_Given task_
Locate the line that contains "Could you point out the whisker". Reproduce it and all following lines up to the end of the material, exactly and with nothing added.

_Records to use_
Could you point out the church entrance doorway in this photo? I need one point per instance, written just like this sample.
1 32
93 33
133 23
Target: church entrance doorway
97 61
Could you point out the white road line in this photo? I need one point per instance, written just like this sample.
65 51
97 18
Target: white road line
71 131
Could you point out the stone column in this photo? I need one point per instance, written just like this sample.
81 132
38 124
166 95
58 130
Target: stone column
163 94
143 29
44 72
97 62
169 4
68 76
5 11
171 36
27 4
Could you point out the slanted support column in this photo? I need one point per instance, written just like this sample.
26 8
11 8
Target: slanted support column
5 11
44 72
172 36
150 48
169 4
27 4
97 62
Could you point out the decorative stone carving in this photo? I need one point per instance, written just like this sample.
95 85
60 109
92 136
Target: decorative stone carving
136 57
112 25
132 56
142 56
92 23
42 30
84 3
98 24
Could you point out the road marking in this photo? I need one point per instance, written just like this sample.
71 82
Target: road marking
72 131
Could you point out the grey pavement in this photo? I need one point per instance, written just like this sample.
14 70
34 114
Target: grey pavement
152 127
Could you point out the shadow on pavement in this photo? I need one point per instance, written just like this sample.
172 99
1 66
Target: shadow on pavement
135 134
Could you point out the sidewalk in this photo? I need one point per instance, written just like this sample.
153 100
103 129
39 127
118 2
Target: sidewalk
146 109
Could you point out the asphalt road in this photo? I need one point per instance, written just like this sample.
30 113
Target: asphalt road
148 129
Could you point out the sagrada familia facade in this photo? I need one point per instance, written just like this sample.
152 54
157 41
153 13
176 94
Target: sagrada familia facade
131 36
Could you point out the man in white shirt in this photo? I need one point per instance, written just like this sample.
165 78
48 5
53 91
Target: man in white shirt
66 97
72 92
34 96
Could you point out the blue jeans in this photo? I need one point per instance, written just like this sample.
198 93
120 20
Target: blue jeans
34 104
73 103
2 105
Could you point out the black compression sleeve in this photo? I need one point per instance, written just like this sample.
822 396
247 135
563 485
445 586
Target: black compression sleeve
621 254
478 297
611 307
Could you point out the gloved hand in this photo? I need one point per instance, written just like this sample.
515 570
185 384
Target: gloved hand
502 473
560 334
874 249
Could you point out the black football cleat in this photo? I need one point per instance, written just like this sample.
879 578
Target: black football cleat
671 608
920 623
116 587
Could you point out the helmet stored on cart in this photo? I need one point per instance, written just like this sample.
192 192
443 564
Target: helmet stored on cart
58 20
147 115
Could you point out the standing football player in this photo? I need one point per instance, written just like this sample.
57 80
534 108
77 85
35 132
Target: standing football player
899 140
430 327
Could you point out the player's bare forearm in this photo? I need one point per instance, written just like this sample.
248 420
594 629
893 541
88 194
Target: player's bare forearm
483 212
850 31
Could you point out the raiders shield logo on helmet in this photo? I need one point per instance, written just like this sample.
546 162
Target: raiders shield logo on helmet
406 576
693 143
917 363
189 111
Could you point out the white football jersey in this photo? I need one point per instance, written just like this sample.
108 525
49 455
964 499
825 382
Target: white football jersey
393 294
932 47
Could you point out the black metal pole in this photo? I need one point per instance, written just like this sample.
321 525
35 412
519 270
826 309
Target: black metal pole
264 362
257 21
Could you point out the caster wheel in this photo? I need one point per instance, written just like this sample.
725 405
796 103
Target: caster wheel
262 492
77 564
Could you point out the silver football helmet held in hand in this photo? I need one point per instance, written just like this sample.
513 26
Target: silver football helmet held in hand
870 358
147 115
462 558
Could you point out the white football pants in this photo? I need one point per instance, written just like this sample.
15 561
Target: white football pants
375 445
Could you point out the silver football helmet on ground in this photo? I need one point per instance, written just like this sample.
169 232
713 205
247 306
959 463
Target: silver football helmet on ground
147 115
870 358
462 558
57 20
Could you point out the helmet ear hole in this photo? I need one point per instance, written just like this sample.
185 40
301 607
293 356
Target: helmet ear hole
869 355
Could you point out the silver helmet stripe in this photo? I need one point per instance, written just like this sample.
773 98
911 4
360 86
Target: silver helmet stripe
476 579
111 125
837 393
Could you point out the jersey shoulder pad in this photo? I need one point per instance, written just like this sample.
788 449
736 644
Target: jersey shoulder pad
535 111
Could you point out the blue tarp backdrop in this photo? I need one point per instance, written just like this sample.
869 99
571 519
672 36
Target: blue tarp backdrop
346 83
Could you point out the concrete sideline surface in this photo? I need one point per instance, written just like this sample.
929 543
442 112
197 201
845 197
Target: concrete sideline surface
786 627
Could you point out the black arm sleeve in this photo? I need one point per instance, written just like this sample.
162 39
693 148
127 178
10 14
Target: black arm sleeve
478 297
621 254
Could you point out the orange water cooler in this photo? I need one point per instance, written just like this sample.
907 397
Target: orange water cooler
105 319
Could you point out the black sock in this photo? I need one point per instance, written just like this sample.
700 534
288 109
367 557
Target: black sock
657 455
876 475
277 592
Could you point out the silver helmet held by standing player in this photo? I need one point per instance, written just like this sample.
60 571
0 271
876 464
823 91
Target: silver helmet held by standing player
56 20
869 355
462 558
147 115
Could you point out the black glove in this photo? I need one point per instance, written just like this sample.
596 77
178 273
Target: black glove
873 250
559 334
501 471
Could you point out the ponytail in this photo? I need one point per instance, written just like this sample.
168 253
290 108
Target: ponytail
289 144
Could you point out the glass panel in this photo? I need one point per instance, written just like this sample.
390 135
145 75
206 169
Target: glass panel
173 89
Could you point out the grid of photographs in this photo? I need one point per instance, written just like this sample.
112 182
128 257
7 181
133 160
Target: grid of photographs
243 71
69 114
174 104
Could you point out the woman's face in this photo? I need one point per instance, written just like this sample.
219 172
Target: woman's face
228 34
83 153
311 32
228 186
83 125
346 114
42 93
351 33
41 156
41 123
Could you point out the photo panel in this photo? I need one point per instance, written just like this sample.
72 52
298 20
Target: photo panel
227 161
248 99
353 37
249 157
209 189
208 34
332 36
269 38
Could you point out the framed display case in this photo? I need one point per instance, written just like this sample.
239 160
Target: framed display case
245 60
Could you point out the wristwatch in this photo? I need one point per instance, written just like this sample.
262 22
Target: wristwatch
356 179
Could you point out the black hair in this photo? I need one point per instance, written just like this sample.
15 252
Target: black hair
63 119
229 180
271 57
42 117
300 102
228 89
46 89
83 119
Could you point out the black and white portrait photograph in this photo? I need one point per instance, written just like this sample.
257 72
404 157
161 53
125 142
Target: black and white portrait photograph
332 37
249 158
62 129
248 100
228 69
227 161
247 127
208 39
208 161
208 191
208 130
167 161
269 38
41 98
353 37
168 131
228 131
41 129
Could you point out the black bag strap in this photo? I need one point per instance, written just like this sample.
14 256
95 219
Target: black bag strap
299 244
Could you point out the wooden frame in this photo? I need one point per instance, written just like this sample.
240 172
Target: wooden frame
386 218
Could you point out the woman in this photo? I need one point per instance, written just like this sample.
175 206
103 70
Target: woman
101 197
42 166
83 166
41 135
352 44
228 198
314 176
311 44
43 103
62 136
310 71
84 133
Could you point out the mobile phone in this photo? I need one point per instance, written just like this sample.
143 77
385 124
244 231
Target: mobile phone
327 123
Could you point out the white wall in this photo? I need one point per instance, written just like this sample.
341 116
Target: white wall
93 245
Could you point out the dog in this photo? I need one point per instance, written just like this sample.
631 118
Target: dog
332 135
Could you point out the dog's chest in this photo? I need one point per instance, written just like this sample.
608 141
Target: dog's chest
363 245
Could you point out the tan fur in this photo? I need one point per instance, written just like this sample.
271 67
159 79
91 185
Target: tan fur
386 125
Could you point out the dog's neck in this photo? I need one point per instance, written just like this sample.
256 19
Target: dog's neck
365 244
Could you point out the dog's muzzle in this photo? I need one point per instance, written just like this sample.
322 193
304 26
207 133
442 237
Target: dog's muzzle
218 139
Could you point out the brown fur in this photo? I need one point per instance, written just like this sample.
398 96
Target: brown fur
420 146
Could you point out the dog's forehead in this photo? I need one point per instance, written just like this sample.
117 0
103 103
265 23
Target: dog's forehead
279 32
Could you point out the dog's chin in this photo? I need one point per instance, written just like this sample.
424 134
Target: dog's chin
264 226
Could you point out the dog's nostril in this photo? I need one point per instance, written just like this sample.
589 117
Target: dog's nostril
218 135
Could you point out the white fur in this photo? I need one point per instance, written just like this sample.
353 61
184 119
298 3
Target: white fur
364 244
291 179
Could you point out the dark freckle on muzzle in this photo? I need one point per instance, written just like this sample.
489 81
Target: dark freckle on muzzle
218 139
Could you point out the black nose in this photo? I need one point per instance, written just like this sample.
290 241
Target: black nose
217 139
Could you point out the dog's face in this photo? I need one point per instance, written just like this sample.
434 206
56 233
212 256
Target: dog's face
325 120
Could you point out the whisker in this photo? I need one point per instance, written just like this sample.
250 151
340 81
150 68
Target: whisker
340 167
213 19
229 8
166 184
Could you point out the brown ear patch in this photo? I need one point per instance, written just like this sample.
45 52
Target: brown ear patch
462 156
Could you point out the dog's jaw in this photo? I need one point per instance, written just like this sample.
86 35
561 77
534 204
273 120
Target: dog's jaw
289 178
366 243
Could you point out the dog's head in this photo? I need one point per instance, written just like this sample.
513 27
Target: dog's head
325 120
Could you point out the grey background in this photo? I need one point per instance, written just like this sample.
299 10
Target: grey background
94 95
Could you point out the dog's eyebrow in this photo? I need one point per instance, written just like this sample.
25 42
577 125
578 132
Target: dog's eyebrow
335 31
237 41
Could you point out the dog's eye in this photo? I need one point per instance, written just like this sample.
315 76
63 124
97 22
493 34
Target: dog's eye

_Problem solution_
Could you point out the whisker in this photo? I need one point per instance, written just like this sample.
250 151
340 81
150 68
Target: whisker
340 167
213 19
229 8
166 184
Could you point out the brown ear patch in this photo? I need one point per instance, written just like this sample.
45 52
Target: brown ear patch
462 156
Could you point out the dog's jaw in this photo? I need one point per instance, written just like this sample.
86 35
561 77
534 204
273 120
Target: dog's jaw
289 178
366 243
Could you point out the dog's head in this photo? I need one point per instance, written just like this sample.
513 27
Target: dog's head
325 120
Could you point out the grey background in this photo? I need one point per instance, written just like this sample.
299 10
Target: grey background
94 95
Could you point out the dog's eyebrow in this photo? I need one point per instance, written just like this sample.
25 42
577 125
578 132
Target: dog's eyebrow
335 31
237 41
Could you point out the dog's eye in this photo? I need one point per instance, written just like this sample.
315 76
63 124
97 22
493 34
Target: dog's eye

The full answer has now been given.